* WORK ITEM *
In your copy of the data, include no pictures and alter nothing else.

Source records
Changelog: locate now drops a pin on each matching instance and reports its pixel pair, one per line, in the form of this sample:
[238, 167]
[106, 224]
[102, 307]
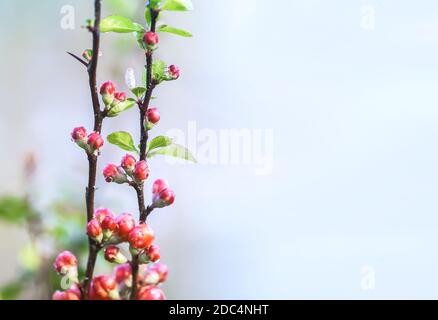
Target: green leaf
[139, 91]
[14, 209]
[12, 290]
[173, 150]
[178, 5]
[123, 140]
[158, 70]
[120, 107]
[159, 142]
[179, 32]
[119, 24]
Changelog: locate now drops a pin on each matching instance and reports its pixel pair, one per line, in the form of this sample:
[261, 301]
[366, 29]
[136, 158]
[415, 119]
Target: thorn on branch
[79, 59]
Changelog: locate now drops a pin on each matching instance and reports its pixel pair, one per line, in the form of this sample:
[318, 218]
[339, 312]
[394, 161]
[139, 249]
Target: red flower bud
[128, 163]
[153, 116]
[125, 224]
[104, 288]
[120, 96]
[94, 230]
[154, 253]
[151, 254]
[113, 254]
[156, 273]
[174, 72]
[101, 213]
[79, 134]
[71, 294]
[107, 90]
[95, 141]
[151, 38]
[150, 293]
[112, 173]
[65, 263]
[141, 237]
[109, 223]
[123, 273]
[141, 171]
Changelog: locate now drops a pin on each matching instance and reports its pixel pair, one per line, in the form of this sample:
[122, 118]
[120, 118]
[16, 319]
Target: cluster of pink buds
[151, 40]
[74, 293]
[91, 143]
[129, 171]
[110, 97]
[104, 288]
[162, 195]
[152, 117]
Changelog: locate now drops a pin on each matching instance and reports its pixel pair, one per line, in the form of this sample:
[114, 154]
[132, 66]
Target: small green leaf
[120, 107]
[14, 209]
[158, 70]
[119, 24]
[159, 142]
[12, 290]
[179, 32]
[139, 91]
[178, 5]
[173, 150]
[123, 140]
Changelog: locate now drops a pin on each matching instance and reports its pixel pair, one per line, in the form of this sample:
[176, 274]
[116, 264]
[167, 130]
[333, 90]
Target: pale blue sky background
[355, 121]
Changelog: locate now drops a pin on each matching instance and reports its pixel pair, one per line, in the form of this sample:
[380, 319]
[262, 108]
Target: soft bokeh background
[355, 120]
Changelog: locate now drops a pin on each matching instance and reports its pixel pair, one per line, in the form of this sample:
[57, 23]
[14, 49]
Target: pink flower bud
[109, 226]
[101, 213]
[65, 263]
[120, 96]
[95, 141]
[174, 72]
[150, 293]
[159, 185]
[104, 288]
[154, 253]
[125, 224]
[71, 294]
[107, 90]
[123, 273]
[156, 273]
[162, 195]
[153, 116]
[113, 173]
[151, 38]
[151, 254]
[141, 171]
[113, 254]
[94, 230]
[128, 163]
[141, 237]
[79, 133]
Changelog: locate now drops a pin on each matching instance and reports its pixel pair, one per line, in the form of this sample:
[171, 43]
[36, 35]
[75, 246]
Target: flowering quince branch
[139, 275]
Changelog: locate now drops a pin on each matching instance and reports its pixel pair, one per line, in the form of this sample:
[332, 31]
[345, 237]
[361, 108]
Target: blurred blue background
[353, 108]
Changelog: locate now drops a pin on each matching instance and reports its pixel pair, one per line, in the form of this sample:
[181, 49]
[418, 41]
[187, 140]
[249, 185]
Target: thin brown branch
[92, 159]
[85, 63]
[144, 136]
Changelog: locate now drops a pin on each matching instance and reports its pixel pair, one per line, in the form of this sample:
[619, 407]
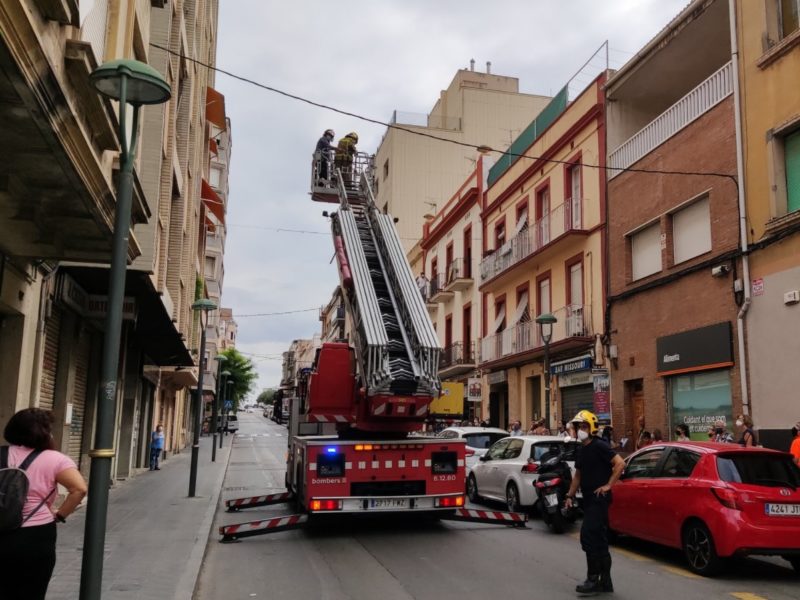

* EXPECTED OUTPUT *
Changelog: locate now drops a pin on each matching instance and reports its pixel pair, one per line, in the form of this sample:
[238, 167]
[106, 224]
[102, 307]
Target: green leaf
[139, 91]
[14, 209]
[12, 290]
[173, 150]
[178, 5]
[123, 140]
[158, 70]
[120, 107]
[159, 142]
[179, 32]
[119, 24]
Changelog: locate now drops a pin on each matching instance and reports its pixel pair, one per line, in the form of this sample:
[261, 301]
[366, 29]
[136, 158]
[415, 119]
Target: thorn on branch
[79, 59]
Changelog: locate now drops a pin on each matching instance and reports its pixel pair, one per line, in the form of this sample:
[318, 218]
[339, 312]
[394, 161]
[139, 249]
Target: red flower bud
[128, 163]
[153, 116]
[125, 224]
[104, 288]
[120, 96]
[94, 230]
[154, 253]
[151, 254]
[113, 254]
[156, 273]
[174, 72]
[101, 213]
[79, 134]
[71, 294]
[107, 90]
[95, 141]
[151, 38]
[150, 293]
[112, 173]
[65, 263]
[141, 237]
[109, 223]
[123, 273]
[141, 171]
Changelog: locate now drops a pin on each matching instance and reports its pixel pair, one per line, in the form of this sample:
[122, 118]
[120, 118]
[16, 319]
Target: cluster of pink buds
[151, 40]
[74, 293]
[91, 143]
[129, 171]
[110, 97]
[104, 288]
[162, 195]
[152, 117]
Changelog: locate now drops a pin on each matching instance and reports its pixel pair, one per line, in the form of this sample:
[114, 154]
[132, 66]
Target: small green leaf
[120, 107]
[14, 209]
[158, 70]
[119, 24]
[159, 142]
[12, 290]
[179, 32]
[139, 91]
[178, 5]
[173, 150]
[123, 140]
Changelog: locate now drops a pin on each matching instance and reports its pixel pair, one per line, in the form of this sample:
[176, 274]
[116, 264]
[167, 130]
[333, 90]
Target: pale blue sky background
[355, 121]
Changelog: locate now drops a pin on each matching instance and reports its pixel pair, one per line, in the form of this sample:
[380, 319]
[262, 108]
Target: soft bokeh background
[355, 120]
Changelog: locate now drops a pin on each matching instance and reports its pixel pair, one per line, in the form of this sample:
[57, 23]
[14, 49]
Target: pink flower bud
[109, 226]
[101, 213]
[65, 263]
[120, 96]
[95, 141]
[174, 72]
[150, 293]
[159, 185]
[104, 288]
[154, 253]
[125, 224]
[71, 294]
[107, 90]
[123, 273]
[156, 273]
[162, 195]
[153, 116]
[113, 173]
[151, 38]
[151, 254]
[141, 171]
[113, 254]
[94, 230]
[128, 163]
[141, 237]
[79, 133]
Changelog: locate now drops a pin on each matching instance and reports its pixel pair, one per line, in the form of this sample:
[171, 43]
[36, 35]
[75, 246]
Target: flowering quince branch
[139, 275]
Changelog: locate now drops a pin on each matching instance and reports its pixel pair, one per line, in the form of this sample:
[332, 31]
[345, 237]
[361, 108]
Target: blurred blue background
[353, 108]
Changelog: locate now drops a pin on each matching instance and reports its pixel pair, one per line, in the form of this sample:
[181, 49]
[418, 41]
[187, 140]
[249, 185]
Target: thin brown branch
[92, 159]
[85, 63]
[144, 136]
Changelog: locate now drops a pin on each matching instance and reports its pixel pair, one per line, in the form of this sample:
[619, 407]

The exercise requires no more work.